— Exercise objective —
Return exactly the lines of the records below, starting at the line that contains "ocean water and give integer pixel coordinates." and ending at the line that contains "background and give integer pixel coordinates.", with both of those lines kept.

-------- Supplied records

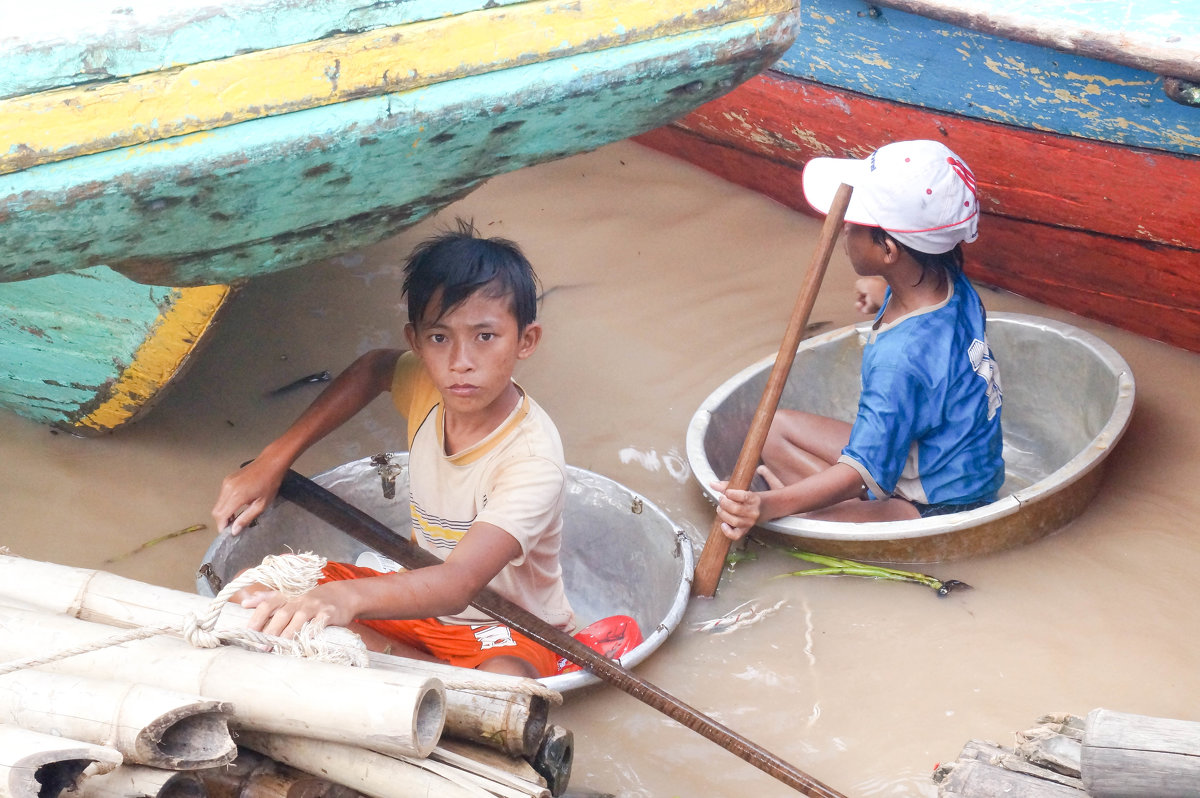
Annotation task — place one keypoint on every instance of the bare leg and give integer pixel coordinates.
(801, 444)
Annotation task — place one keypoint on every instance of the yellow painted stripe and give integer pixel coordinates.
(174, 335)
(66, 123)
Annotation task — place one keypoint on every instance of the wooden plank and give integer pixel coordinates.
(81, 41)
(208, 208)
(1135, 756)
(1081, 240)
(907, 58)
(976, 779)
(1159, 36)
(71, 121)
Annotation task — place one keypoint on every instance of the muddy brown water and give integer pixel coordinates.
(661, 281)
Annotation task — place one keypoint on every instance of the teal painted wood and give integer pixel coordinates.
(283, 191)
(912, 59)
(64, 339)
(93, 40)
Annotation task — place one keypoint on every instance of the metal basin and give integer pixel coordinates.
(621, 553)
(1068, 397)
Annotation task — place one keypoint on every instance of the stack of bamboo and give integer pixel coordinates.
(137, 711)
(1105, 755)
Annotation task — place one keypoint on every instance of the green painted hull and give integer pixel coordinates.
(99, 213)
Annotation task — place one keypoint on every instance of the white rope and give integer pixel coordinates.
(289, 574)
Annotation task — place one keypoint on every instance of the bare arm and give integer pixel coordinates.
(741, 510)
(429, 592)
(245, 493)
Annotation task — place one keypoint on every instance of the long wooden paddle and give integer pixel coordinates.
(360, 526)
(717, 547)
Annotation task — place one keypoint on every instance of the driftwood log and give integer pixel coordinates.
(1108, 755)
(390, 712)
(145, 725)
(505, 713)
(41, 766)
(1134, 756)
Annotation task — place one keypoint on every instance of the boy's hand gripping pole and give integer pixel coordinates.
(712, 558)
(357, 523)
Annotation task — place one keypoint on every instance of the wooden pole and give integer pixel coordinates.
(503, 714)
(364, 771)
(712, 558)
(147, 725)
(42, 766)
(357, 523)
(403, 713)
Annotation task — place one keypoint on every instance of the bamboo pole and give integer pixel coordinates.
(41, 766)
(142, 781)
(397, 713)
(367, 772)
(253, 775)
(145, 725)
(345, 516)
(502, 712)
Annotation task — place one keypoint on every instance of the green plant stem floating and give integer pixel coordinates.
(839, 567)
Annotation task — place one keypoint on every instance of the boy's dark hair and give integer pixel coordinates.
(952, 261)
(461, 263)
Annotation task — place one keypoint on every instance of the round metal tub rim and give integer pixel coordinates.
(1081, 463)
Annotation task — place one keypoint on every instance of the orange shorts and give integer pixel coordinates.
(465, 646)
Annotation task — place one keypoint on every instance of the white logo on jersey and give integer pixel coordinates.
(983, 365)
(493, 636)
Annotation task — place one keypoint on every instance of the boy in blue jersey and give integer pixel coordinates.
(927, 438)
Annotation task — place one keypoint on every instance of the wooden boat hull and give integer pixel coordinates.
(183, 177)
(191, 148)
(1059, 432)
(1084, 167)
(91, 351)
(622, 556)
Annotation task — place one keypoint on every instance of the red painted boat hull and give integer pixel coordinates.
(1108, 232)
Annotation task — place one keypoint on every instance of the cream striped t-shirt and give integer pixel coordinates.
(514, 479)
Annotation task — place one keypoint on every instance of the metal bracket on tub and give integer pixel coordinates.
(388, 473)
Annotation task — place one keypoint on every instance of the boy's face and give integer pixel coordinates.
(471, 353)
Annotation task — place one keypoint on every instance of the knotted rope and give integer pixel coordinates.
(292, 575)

----------------
-------- Supplied records

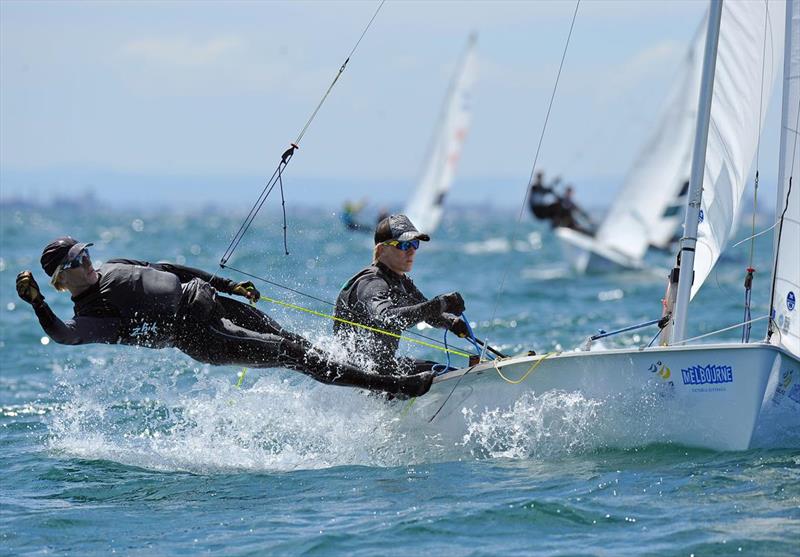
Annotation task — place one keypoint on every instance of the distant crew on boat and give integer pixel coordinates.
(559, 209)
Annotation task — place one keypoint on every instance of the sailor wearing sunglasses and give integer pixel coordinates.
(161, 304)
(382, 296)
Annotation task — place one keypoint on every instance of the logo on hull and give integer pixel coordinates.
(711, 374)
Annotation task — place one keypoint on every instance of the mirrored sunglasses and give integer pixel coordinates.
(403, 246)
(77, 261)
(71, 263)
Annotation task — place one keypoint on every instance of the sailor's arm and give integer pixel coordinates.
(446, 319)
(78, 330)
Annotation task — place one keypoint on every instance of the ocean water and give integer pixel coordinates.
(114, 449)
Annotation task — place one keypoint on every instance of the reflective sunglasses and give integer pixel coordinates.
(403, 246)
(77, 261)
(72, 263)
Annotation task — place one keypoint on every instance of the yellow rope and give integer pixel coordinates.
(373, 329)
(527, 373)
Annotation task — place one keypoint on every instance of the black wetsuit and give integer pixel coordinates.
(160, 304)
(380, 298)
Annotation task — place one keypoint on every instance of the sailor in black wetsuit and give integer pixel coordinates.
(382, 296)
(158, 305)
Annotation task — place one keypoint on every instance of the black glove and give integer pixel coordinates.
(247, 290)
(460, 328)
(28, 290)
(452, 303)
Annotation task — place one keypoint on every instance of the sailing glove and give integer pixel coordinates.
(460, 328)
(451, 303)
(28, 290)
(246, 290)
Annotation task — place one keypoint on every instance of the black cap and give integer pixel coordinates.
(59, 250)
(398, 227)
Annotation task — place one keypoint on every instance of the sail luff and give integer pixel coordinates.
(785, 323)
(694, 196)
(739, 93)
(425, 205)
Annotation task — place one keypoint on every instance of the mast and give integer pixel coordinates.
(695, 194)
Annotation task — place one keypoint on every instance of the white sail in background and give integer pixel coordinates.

----------------

— Task output —
Annotation task — place one keypoint on every instance of the ocean water and give integer pixel coordinates.
(114, 449)
Annotation task — place one keypoint on every instance of the reflective sunglasses and give integer pixel coordinates.
(403, 246)
(77, 261)
(72, 263)
Annotation task — place one keypoint on every instance of the yellow rope and give integer pixel coordinates.
(373, 329)
(527, 373)
Annotation task — place one keypoint on every instance of the black wetsuit and give integer pixel coordinates.
(160, 304)
(380, 298)
Annotation task — place one keypoint on every instance of the sailor in black wetsuit and give integer pixel coordinates.
(382, 296)
(158, 305)
Annotation task — place one keypoint on every instance of the black glove and give integer pixel coordinates.
(247, 290)
(460, 328)
(28, 290)
(452, 303)
Annotation task — place one keypoint on every instance of the sailing glove and give integer pixel coordinates.
(460, 328)
(451, 303)
(28, 290)
(246, 290)
Annotation task — place one keypoint on every instance of the black cap and give integer pixel coordinates.
(59, 250)
(398, 227)
Annotation task — place one keypoint on every instance of the sail luff and give integer pixel coordinates.
(785, 323)
(694, 196)
(739, 93)
(425, 205)
Annotation task — place one keypoint on every instance of the mast and give integer pixel coordinates.
(695, 194)
Annotation task — place one keypoint on every instance of the white sail in background and give integer pixel coordinates.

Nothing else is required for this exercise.